*Aim*: Repeat the data below line for line, unchanged, but leave out the pictures.

*Extracted records*:
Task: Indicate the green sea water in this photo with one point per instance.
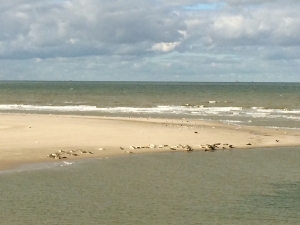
(260, 104)
(238, 187)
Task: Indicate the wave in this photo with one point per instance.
(253, 112)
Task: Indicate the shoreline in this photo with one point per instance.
(29, 138)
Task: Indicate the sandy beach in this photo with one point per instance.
(29, 138)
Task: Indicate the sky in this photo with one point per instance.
(150, 40)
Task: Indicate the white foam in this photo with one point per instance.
(253, 112)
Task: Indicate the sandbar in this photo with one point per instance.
(30, 138)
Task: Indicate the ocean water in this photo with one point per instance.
(238, 187)
(254, 104)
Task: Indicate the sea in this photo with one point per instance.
(254, 186)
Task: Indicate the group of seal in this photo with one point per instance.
(61, 154)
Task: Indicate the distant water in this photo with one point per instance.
(239, 187)
(255, 104)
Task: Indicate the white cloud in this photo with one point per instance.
(254, 33)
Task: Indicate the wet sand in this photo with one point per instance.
(29, 138)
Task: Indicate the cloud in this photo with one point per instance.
(202, 39)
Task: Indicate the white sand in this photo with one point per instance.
(27, 138)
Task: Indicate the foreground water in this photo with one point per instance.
(258, 186)
(255, 104)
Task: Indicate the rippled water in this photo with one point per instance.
(258, 186)
(260, 104)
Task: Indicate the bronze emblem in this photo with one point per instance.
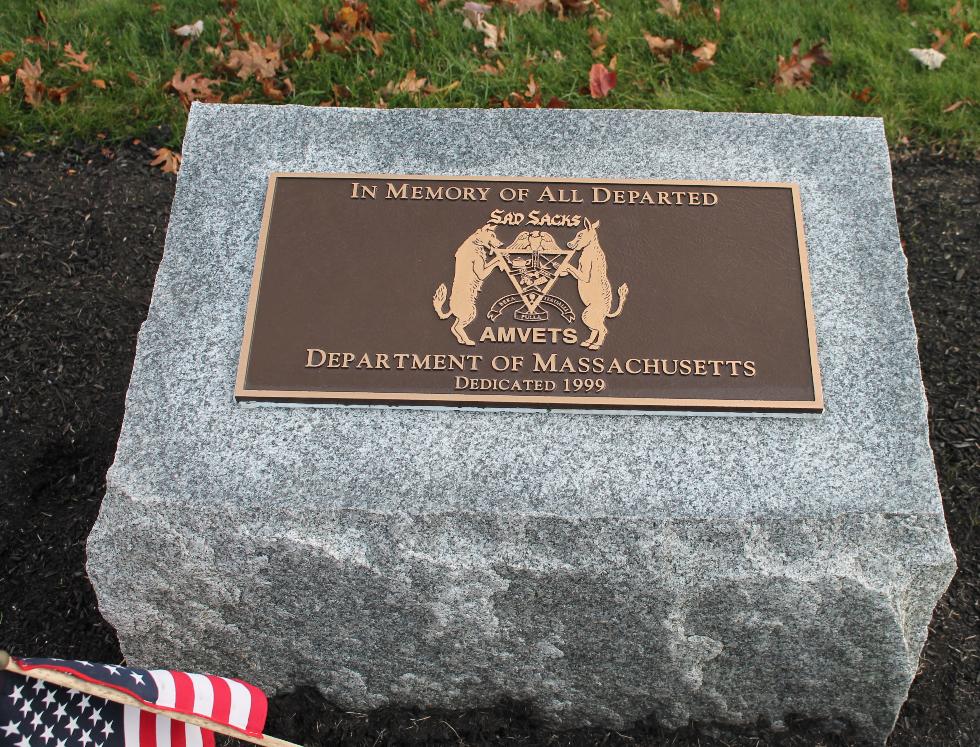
(710, 309)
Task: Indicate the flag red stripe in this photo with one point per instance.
(178, 733)
(148, 729)
(222, 700)
(184, 703)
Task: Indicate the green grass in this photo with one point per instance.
(868, 40)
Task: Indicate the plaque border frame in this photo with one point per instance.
(579, 403)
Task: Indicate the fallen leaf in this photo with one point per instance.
(797, 72)
(597, 41)
(957, 104)
(411, 83)
(526, 6)
(29, 75)
(262, 62)
(76, 59)
(704, 55)
(864, 95)
(670, 8)
(190, 30)
(167, 160)
(602, 81)
(60, 95)
(40, 41)
(473, 19)
(931, 58)
(378, 39)
(488, 69)
(661, 47)
(195, 87)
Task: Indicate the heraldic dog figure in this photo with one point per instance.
(473, 266)
(593, 284)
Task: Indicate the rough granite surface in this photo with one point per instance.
(602, 567)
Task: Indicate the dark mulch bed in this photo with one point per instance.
(81, 233)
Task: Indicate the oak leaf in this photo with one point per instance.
(670, 8)
(602, 81)
(661, 47)
(704, 55)
(797, 71)
(597, 41)
(931, 58)
(256, 60)
(29, 75)
(76, 59)
(190, 30)
(60, 95)
(195, 87)
(167, 160)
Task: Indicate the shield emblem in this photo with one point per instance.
(533, 262)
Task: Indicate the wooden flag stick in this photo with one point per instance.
(63, 679)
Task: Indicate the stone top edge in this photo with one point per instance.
(198, 106)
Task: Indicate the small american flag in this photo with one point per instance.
(34, 712)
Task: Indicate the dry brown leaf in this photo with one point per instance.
(864, 95)
(602, 81)
(29, 75)
(195, 87)
(60, 95)
(76, 59)
(473, 19)
(670, 8)
(167, 160)
(797, 72)
(256, 60)
(190, 30)
(488, 69)
(957, 104)
(661, 47)
(597, 41)
(411, 83)
(378, 39)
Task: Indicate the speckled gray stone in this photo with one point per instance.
(601, 567)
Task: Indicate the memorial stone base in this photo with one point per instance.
(601, 567)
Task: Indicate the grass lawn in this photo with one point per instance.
(133, 53)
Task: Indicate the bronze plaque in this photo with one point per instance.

*Finished task*:
Task: Indicate the green sea water in this photo with one point per instance.
(260, 104)
(238, 187)
Task: Indicate the wave in this photo with one point per instance.
(253, 112)
Task: Indicate the shoreline in this photo with one point per instance.
(29, 138)
Task: Indicate the sandy beach in this photo with one point per instance.
(29, 138)
Task: Indicate the sky in this photo with one point per instance.
(150, 40)
Task: Indicate the white foam in this photo with one point per instance.
(253, 112)
Task: Indicate the sandbar in this photo with one point per instance.
(30, 138)
Task: Indicate the ocean water in this photo with one point per instance.
(238, 187)
(254, 104)
Task: Indicate the sea in this photo with one point per instance.
(254, 186)
Task: Indicate the group of seal in this photo with one point per instance.
(61, 154)
Task: Indicate the distant water in this photo with one point per instance.
(239, 187)
(255, 104)
Task: Indicate the white cloud in this photo with one point per instance.
(254, 33)
Task: Indicate the wet sand in this photo with one point per instance.
(29, 138)
Task: Indicate the cloud in this photo with one point per instance.
(202, 39)
Task: Indicate the white sand in this photo with one point per instance.
(27, 138)
Task: Indicate the foreground water in this photo with one point per instance.
(258, 186)
(255, 104)
Task: Indicate the rippled water in this photo with one point per instance.
(258, 186)
(260, 104)
Task: Indicate the bronze emblem in this photo with one point per instance.
(710, 309)
Task: Indicate the flag red stripe in this photo with one point per instance.
(178, 733)
(148, 729)
(222, 700)
(184, 703)
Task: Indicate the green grass in this photo with one point per instance.
(868, 40)
Task: Indicate the plaque border frame in this photo with one point per instance.
(579, 403)
Task: Indicate the fallen leaf in this photo with one point per instance.
(797, 72)
(597, 41)
(957, 104)
(411, 83)
(526, 6)
(29, 75)
(262, 62)
(76, 59)
(704, 55)
(864, 95)
(670, 8)
(190, 30)
(167, 160)
(602, 81)
(60, 95)
(40, 41)
(473, 19)
(931, 58)
(378, 39)
(488, 69)
(661, 47)
(195, 87)
Task: Indicate the heraldic dog figure in this photo with one point per instance.
(473, 266)
(593, 284)
Task: Indicate the rough granite surface in this photo with one point per instance.
(602, 567)
Task: Indicate the dark mulch bed in this photo with one point per instance.
(81, 233)
Task: Indicate the oak leaf in this photo with one point per instance.
(670, 8)
(602, 81)
(661, 47)
(704, 55)
(797, 71)
(597, 41)
(931, 58)
(256, 60)
(29, 75)
(76, 59)
(190, 30)
(60, 95)
(195, 87)
(167, 160)
Task: Indicate the shield emblem in this photo with one point per instance.
(533, 262)
Task: Indicate the wooden flag stick in this photo with one point per instance.
(63, 679)
Task: Indicate the stone top edge in this photo with one point per instance.
(198, 106)
Task: Indicate the small american flag in this photo with one point per instance.
(34, 712)
Task: Indicate the dry brown leaf in this photo with one point per instance.
(864, 95)
(602, 81)
(29, 75)
(195, 87)
(60, 95)
(76, 59)
(473, 19)
(670, 8)
(167, 160)
(797, 72)
(256, 60)
(190, 30)
(488, 69)
(957, 104)
(661, 47)
(597, 41)
(411, 83)
(378, 39)
Task: Indicate the speckled gray stone in this photo with one point per instance.
(601, 567)
Task: Indicate the memorial stone base in this photo with one point per instance.
(601, 567)
Task: Indicate the grass lawn in this photo with one point per instance.
(133, 53)
Task: Indicate the bronze plaque in this photo with one point per instance.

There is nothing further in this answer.